WHAT TO WORK ON >>
(a) In the post on Fukuyama, why did the initiative in the Brown case have to come from private groups?
(b) Duplicate the section of the post on Fukuyama starting at "No other liberal" and ending at "with the judiciary.".

PAGE TEXT >>

○ ○ ○ ○ ○

Beware the Straussians! Intellectual bloat, windy and self-serving re-descriptions of the past, the political present and predictions on our collective, benighted future, by the stern guiding hand of the self-appointed Philosopher King! One need only read Mr. Fukuyama’s ‘The Decay of American Political Institutions’ in which he attacks the whole of the America’s melorist politics of the 20th Century. A sample of Mr. Fukuyama’s ex cathedra pronouncements, on Brown v Board, as an example of his concern for the proper functioning of American State institutions:
So familiar is this heroic narrative to Americans that they seldom realize how peculiar it is. The primary mover in the Brown case was the National Association for the Advancement of Colored People (NAACP), a private voluntary association. The initiative had to come from private groups, of course, because state governments in the South were controlled by pro-segregation forces. The NAACP pressed the case on appeal all the way to the Supreme Court. What was arguably one of the most important changes in American public policy thus came about not because Congress, as the representative of the American people, voted for it but because private individuals litigated through the court system to change the rules. Later developments, like the Civil Rights and Voting Rights Acts, were the result of congressional action, but even in these cases enforcement was carried out by courts at the behest of private parties.
No other liberal democracy proceeds in this fashion. All European countries have gone through similar changes to the legal status of racial and ethnic minorities, and women and gays in the second half of the 20th century. But in Britain, France or Germany, the same results have been achieved through a national justice ministry acting on behalf of a parliamentary majority. The legislative rule changes might well have been driven by public pressure, but they would have been carried out by the government itself, not by private parties acting in conjunction with the judiciary.
The idea and practice of ‘redress of grievances’ as legitimate, is subject to Mr. Fukuyama’s ideological myopia. Compare Mr. Fukuyama’s extensive comment on Brown to Learned Hand’s ‘evolution’ on Brown, that was his realization that ‘Judicial Restraint’ and the proper functioning of the legislative branch, in reforms like Brown, were of more import than marking the end of the legitimacy of segregation, as a legal imperative. See this informative review of ‘Reason and Imagination: The Selected Correspondence of Learned Hand’ by Lincoln Caplan in the December 5, 2013 edition of The New Your Review of Books (Behind a pay wall):
That ‘proper functioning of a legislature’ as the vanguard of reform was never going to happen! But the issue of ‘Judicial Restraint’ gave a white judiciary an intellectual/legal rationale for the status quo. And for the manifest injustice of ‘separate but equal’, visited upon generations of black children, since the collapse of Reconstruction. The Federalist Society and its political allies called Brown ‘sociology’, willfully forgetting this declaration by the Founders:
‘We hold these truths to be self-evident, that all men are created equal, that they are endowed by their Creator with certain unalienable Rights, that among these are Life, Liberty and the pursuit of Happiness.’
Like the Good Straussian Mr. Fukuyama writes History Made To Measure, so his collection of cliches beginning with the ‘International Liberal Order’, that in reality is a ‘Neo-Liberal International Order’ in collapse since 2008. That was the fertile ground that gave Populism and its leaders like Trump, Farage and Le Pen their raison d’être. Much more to be said about this self-serving intervention!

○ ○ ○ ○ ○

PROVIDED INFORMATION >>
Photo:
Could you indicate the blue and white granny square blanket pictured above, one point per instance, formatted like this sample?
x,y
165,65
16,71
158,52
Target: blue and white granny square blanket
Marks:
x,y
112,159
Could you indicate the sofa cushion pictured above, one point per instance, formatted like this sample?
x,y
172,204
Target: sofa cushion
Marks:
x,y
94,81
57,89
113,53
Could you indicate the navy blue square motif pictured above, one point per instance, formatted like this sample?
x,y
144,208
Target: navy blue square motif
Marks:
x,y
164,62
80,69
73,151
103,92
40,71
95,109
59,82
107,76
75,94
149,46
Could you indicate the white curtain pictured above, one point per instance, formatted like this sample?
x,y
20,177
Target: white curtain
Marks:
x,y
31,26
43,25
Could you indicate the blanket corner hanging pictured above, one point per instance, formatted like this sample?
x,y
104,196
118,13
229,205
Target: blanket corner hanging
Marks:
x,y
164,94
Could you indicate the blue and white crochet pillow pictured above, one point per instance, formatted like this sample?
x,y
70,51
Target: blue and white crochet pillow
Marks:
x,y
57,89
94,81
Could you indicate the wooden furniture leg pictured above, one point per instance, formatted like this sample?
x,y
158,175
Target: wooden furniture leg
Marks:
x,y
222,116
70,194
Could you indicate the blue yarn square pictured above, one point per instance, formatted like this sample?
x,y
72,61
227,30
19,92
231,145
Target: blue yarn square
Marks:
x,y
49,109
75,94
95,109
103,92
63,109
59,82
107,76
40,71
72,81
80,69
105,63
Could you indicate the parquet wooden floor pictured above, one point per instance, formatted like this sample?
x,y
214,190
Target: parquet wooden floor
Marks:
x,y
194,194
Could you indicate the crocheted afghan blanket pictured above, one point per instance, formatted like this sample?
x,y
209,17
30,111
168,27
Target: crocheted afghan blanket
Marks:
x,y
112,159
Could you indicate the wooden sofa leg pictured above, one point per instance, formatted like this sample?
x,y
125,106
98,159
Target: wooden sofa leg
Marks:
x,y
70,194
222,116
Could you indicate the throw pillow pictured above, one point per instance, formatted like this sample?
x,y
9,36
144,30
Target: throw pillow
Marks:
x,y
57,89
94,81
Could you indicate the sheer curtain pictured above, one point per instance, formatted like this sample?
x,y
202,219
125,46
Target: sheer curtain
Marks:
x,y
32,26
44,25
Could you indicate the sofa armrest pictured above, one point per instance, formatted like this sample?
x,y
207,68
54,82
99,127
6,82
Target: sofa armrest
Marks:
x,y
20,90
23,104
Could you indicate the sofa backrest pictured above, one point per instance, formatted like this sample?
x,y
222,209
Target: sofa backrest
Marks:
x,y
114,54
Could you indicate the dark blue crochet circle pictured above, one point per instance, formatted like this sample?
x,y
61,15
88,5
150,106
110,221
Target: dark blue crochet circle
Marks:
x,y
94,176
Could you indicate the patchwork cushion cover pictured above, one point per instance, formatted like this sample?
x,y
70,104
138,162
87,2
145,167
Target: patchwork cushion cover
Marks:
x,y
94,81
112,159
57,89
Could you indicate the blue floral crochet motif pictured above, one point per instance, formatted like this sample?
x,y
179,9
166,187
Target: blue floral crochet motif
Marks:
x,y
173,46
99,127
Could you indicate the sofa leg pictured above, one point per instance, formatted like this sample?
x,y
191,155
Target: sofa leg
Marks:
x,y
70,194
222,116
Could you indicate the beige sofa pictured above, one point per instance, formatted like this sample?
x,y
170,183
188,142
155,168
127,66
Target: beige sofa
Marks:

○ ○ ○ ○ ○

ANSWERS TO THE EXERCISE >>
(a) The initiative had to come from private groups because state governments in the South were controlled by pro-segregation forces.

(b)
No other liberal democracy proceeds in this fashion. All European countries have gone through similar changes to the legal status of racial and ethnic minorities, and women and gays in the second half of the 20th century. But in Britain, France or Germany, the same results have been achieved through a national justice ministry acting on behalf of a parliamentary majority. The legislative rule changes might well have been driven by public pressure, but they would have been carried out by the government itself, not by private parties acting in conjunction with the judiciary.